─── Records ───

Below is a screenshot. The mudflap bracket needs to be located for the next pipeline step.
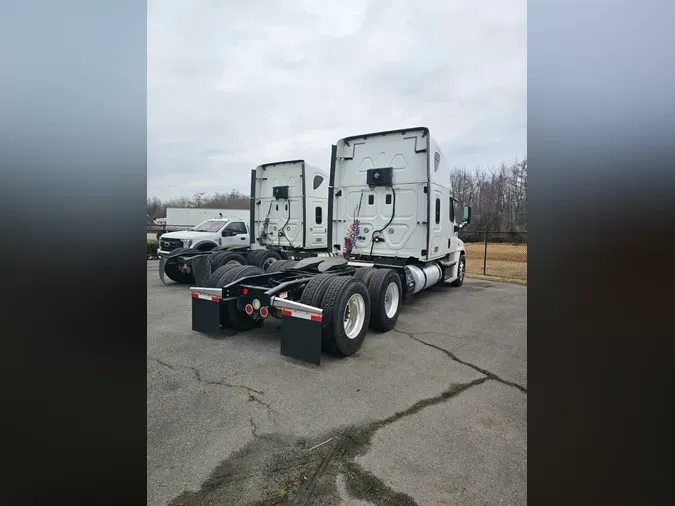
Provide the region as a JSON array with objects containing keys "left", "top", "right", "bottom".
[
  {"left": 271, "top": 297, "right": 323, "bottom": 365},
  {"left": 192, "top": 289, "right": 221, "bottom": 336}
]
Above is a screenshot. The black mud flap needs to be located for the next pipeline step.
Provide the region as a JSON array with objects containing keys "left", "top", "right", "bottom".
[
  {"left": 186, "top": 255, "right": 211, "bottom": 286},
  {"left": 192, "top": 292, "right": 221, "bottom": 336},
  {"left": 281, "top": 310, "right": 321, "bottom": 365},
  {"left": 159, "top": 256, "right": 166, "bottom": 285}
]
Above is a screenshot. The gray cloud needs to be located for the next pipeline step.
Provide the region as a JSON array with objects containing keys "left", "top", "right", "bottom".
[{"left": 148, "top": 0, "right": 527, "bottom": 198}]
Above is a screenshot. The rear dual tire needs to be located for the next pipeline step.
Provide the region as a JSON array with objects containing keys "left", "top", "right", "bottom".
[
  {"left": 368, "top": 269, "right": 403, "bottom": 332},
  {"left": 300, "top": 273, "right": 370, "bottom": 357}
]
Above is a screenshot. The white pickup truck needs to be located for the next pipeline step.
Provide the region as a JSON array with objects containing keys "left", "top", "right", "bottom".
[{"left": 158, "top": 218, "right": 251, "bottom": 255}]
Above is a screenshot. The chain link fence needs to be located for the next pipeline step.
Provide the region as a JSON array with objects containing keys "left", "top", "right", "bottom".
[{"left": 459, "top": 230, "right": 527, "bottom": 283}]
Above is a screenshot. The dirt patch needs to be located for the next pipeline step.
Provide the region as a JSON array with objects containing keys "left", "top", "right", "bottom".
[{"left": 170, "top": 377, "right": 488, "bottom": 506}]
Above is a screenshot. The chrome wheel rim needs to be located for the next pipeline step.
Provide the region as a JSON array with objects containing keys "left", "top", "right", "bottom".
[
  {"left": 384, "top": 281, "right": 399, "bottom": 318},
  {"left": 343, "top": 293, "right": 366, "bottom": 339}
]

───

_Aim of the exercise_
Reproduce every line of the listing above word for word, leaving out the picture.

_Output below_
Below is a screenshot. The mudflap bracket needs to be located for the next pipeline step.
Provide the region as a JSON array with objects containing keys "left", "top", "right", "bottom".
[
  {"left": 271, "top": 297, "right": 323, "bottom": 365},
  {"left": 192, "top": 289, "right": 221, "bottom": 336}
]
Above is a screenshot. The black mud flap needs to be located for the next pipeline step.
Provide the region as a JSON array with objects containing keys "left", "top", "right", "bottom".
[
  {"left": 186, "top": 255, "right": 211, "bottom": 286},
  {"left": 192, "top": 292, "right": 221, "bottom": 336},
  {"left": 281, "top": 310, "right": 321, "bottom": 365},
  {"left": 159, "top": 256, "right": 166, "bottom": 285}
]
Above is a screenshot. The gray cloud needs to be located for the next pipeline step.
Provide the region as a JSON array with objects containing keys "left", "top", "right", "bottom".
[{"left": 148, "top": 0, "right": 527, "bottom": 198}]
Above is a screenshot. The rear dual tire needs to be located for the next pipeline step.
Provide the region as a JSON array with objects containing keys "left", "top", "right", "bottom".
[
  {"left": 368, "top": 269, "right": 403, "bottom": 332},
  {"left": 300, "top": 273, "right": 370, "bottom": 357}
]
Above is a screenshot. The white pickup truck needs to be located for the next pipeline step.
Provide the region as a JSON array with objects containing keys "left", "top", "right", "bottom".
[{"left": 158, "top": 218, "right": 251, "bottom": 255}]
Above is a screenshot. The chain link fence needs to be located for the next pipeline step.
Provide the region as a JSON array with objects containing keys "left", "top", "right", "bottom".
[{"left": 459, "top": 230, "right": 527, "bottom": 283}]
Above is a screenshot. The dirt patch needs to be located for the next pipeline step.
Provide the region as a JSON array with objects containing keys "left", "top", "right", "bottom".
[{"left": 170, "top": 377, "right": 488, "bottom": 506}]
Above is a screenshot. The chrome wheel rim needs to be located for the next pipeline step.
Provide the region as a JSON array with objects containing keys "left", "top", "right", "bottom".
[
  {"left": 384, "top": 281, "right": 399, "bottom": 318},
  {"left": 343, "top": 293, "right": 366, "bottom": 339}
]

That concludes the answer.